**AIM:**
Report every line in the records below that contains the word "dark", copying each one in full.

# # # # #

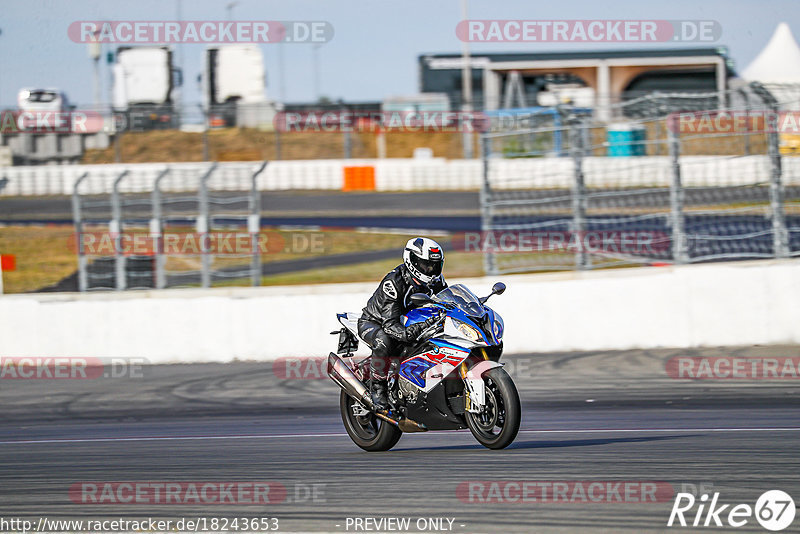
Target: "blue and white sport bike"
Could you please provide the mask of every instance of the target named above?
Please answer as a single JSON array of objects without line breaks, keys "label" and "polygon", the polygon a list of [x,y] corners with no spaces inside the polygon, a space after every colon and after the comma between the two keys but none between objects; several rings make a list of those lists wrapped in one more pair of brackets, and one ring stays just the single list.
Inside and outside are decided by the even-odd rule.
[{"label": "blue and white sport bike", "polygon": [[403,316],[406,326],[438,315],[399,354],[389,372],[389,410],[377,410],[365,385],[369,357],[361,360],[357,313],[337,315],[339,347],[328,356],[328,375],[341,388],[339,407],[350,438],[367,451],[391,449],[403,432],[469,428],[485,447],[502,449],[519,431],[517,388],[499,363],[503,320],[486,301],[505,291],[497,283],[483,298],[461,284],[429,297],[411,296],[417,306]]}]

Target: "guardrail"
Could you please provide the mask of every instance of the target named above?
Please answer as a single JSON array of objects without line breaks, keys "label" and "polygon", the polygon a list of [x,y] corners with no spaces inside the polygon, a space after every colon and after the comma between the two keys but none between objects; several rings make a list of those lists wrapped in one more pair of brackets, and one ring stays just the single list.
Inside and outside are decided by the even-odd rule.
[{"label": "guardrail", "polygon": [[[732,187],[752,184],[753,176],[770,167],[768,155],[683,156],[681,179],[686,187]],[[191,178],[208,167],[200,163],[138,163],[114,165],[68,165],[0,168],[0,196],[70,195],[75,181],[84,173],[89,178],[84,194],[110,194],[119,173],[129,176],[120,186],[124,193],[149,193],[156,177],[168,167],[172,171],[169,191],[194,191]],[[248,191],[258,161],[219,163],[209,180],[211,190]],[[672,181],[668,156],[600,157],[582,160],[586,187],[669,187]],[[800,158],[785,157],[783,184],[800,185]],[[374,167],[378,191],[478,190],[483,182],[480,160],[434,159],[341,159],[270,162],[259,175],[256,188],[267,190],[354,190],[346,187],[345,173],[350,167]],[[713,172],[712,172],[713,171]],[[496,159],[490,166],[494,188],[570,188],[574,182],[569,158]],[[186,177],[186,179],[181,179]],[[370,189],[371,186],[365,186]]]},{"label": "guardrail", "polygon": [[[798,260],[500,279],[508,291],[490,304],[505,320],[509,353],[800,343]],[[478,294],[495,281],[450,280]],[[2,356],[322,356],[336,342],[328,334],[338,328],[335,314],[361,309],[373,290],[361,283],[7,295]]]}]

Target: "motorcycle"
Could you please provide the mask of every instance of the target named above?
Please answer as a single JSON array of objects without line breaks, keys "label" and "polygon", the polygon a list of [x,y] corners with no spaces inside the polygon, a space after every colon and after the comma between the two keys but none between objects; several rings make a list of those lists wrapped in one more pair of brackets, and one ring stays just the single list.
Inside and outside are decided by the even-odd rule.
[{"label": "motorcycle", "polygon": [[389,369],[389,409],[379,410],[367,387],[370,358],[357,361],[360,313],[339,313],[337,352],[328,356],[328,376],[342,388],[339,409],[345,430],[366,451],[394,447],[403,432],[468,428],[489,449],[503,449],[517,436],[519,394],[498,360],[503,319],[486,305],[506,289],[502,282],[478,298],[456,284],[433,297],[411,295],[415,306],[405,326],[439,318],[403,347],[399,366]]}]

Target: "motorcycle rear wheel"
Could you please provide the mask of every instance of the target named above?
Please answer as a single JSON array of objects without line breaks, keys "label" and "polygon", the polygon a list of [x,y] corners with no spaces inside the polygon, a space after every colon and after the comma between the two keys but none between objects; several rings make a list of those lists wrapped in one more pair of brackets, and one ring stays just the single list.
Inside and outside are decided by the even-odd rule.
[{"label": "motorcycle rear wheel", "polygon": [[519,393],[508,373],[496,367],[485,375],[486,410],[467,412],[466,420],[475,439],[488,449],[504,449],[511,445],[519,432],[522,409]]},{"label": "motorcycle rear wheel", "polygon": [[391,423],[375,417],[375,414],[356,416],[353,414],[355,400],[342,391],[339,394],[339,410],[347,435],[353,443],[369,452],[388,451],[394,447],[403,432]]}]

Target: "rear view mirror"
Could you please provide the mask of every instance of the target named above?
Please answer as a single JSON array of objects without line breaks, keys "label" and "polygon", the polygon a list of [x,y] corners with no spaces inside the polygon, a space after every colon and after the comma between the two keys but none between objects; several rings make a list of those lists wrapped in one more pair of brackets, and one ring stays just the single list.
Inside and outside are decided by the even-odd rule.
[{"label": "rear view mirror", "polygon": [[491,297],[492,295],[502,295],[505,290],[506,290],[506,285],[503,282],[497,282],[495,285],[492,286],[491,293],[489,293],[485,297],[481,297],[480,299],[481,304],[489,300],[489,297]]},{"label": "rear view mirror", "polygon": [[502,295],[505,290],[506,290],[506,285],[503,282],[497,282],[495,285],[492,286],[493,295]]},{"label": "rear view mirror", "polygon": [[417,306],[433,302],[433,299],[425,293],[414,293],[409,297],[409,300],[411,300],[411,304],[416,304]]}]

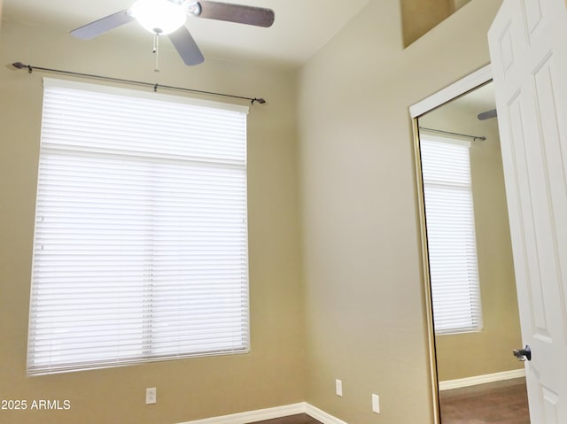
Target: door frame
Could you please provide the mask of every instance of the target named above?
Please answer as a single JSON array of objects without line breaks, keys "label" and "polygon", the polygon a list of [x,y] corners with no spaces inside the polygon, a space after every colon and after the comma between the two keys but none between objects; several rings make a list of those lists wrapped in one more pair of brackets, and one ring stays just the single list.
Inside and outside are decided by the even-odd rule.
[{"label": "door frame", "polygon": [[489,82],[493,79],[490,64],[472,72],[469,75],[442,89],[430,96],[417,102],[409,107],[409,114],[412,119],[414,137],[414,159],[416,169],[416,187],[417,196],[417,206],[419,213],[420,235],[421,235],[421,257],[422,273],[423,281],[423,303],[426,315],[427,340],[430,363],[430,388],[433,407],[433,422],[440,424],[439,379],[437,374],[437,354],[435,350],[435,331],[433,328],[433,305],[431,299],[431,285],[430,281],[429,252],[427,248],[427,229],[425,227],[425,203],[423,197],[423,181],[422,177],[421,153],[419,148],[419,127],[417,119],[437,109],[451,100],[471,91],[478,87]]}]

# # # # #

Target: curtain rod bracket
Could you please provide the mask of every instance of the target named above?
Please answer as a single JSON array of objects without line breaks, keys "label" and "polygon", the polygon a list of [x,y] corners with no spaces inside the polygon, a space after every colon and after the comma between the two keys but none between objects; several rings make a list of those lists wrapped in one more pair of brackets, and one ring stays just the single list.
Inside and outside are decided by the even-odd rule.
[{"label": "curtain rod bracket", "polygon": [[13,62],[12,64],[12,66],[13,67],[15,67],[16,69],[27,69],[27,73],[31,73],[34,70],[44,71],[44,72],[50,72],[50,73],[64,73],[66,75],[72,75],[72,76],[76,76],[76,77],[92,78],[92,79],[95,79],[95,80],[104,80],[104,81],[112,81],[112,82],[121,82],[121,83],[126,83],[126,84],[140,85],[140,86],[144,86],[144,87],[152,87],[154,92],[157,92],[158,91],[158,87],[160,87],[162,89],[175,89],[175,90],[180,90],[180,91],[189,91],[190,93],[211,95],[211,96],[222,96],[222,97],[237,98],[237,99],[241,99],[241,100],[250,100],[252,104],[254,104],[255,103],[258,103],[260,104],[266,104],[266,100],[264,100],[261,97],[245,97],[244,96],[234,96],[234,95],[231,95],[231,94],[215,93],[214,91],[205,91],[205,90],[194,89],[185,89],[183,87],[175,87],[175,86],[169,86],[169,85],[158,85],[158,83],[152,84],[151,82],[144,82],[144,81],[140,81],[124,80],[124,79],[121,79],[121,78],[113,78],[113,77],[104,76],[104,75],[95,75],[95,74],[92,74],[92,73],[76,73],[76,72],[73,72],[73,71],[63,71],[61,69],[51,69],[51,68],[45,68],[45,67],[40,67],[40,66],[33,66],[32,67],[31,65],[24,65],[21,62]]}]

# # # # #

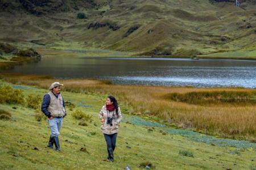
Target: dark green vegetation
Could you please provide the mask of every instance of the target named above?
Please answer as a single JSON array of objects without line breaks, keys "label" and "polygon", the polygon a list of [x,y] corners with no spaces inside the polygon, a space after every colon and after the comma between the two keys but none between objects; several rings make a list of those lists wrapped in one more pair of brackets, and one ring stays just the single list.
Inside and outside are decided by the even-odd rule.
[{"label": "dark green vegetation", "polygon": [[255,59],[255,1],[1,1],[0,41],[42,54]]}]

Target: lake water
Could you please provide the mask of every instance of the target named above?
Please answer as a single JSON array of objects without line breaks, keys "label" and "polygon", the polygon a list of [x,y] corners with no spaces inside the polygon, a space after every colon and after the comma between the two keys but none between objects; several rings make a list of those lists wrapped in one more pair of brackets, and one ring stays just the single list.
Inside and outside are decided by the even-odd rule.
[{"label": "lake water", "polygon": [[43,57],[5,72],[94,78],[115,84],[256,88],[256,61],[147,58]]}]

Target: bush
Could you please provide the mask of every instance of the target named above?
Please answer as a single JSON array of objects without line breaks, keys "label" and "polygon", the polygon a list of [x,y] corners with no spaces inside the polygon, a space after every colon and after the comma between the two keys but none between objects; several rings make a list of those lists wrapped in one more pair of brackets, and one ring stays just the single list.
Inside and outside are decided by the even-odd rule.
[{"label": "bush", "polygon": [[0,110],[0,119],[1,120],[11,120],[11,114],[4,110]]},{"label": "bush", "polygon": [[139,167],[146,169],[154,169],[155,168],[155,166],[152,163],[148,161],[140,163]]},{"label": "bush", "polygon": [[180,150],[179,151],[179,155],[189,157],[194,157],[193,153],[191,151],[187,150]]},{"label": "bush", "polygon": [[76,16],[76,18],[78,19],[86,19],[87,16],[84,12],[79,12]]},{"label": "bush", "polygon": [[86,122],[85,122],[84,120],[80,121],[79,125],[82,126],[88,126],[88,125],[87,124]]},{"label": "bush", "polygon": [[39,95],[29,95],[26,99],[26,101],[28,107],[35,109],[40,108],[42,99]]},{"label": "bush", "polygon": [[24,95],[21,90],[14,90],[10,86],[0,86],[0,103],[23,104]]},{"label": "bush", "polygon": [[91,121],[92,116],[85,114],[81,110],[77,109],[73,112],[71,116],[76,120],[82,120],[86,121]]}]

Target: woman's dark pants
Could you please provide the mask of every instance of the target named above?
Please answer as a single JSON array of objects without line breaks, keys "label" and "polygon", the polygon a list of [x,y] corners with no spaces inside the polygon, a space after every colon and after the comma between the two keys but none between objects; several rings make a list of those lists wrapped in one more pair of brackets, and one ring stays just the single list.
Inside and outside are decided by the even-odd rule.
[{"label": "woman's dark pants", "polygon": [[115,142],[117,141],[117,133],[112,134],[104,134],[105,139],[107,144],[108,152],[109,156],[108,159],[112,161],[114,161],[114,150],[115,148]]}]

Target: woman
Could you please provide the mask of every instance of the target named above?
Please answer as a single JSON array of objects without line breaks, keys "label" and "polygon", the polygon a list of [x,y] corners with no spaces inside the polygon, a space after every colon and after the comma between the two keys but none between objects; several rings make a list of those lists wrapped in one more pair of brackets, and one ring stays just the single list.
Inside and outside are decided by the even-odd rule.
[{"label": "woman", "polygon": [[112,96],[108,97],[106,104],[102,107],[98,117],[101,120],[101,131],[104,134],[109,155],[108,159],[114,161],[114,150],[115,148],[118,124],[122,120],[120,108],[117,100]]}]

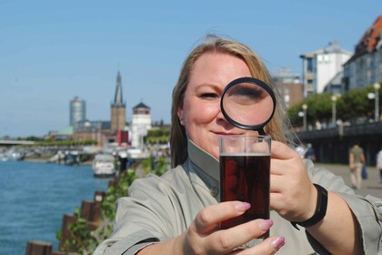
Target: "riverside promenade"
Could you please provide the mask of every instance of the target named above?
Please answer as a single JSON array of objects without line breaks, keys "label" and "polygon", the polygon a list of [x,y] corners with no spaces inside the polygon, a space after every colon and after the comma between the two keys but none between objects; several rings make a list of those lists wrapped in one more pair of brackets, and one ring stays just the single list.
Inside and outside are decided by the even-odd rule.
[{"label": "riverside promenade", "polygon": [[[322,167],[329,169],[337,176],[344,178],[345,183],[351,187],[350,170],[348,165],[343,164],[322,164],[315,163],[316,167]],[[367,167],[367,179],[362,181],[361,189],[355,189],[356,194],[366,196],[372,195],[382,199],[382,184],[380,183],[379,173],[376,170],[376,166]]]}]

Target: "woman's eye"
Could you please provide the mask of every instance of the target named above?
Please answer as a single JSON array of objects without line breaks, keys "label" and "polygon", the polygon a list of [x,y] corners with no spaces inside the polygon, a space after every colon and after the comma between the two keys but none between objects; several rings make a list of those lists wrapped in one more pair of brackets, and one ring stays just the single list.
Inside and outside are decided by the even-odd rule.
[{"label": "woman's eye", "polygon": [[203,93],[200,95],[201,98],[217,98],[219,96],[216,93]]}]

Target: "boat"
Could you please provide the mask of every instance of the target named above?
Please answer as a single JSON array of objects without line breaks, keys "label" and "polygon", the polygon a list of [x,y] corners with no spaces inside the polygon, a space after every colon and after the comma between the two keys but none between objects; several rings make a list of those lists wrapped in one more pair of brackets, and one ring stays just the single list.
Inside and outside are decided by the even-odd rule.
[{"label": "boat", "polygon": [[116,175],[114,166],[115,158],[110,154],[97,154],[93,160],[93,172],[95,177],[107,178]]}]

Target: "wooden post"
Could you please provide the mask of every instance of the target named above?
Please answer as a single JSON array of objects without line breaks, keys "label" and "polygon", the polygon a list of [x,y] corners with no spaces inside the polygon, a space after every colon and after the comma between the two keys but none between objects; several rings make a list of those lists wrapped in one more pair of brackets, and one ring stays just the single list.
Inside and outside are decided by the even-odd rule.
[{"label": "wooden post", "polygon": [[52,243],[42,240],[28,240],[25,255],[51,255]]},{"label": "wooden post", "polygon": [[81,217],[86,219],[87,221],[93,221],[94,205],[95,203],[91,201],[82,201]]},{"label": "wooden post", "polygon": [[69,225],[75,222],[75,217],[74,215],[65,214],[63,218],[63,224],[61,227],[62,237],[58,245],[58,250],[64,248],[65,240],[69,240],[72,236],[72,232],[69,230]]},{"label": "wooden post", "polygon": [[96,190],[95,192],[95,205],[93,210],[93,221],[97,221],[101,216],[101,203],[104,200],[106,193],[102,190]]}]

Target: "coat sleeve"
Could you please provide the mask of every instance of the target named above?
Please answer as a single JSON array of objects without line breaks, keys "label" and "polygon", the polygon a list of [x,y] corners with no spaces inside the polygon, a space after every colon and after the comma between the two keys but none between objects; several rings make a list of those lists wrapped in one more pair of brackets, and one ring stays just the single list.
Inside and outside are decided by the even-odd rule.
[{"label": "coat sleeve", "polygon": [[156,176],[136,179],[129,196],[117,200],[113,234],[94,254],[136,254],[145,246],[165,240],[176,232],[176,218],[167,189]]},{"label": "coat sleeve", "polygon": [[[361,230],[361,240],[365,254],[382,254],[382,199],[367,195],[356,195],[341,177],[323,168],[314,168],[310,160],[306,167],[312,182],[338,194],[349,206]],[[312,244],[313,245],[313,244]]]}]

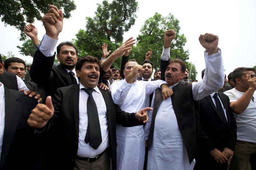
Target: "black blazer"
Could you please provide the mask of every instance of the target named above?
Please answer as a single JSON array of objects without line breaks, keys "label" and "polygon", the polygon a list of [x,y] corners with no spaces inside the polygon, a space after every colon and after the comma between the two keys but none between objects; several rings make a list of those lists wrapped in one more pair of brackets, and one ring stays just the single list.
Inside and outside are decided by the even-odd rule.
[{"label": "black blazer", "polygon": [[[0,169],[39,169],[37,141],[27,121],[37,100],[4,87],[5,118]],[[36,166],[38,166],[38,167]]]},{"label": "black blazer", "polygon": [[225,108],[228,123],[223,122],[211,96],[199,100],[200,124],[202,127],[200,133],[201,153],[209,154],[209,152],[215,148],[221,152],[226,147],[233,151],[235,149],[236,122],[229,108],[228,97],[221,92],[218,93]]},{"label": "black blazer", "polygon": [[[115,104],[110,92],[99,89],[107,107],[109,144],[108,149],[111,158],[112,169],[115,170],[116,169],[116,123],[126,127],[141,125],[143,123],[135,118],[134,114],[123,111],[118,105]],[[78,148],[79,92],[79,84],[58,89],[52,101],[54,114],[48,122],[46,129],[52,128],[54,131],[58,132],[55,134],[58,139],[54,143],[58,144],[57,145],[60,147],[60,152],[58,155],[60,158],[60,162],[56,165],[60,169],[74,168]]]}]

# # # # #

**RESULT FOR THIS TASK:**
Target: dark green vegetation
[{"label": "dark green vegetation", "polygon": [[255,59],[255,1],[1,1],[0,41],[42,54]]}]
Target: woman's dark pants
[{"label": "woman's dark pants", "polygon": [[115,142],[117,141],[117,133],[112,134],[104,134],[105,139],[107,144],[108,152],[109,156],[108,159],[112,161],[114,161],[114,150],[115,148]]}]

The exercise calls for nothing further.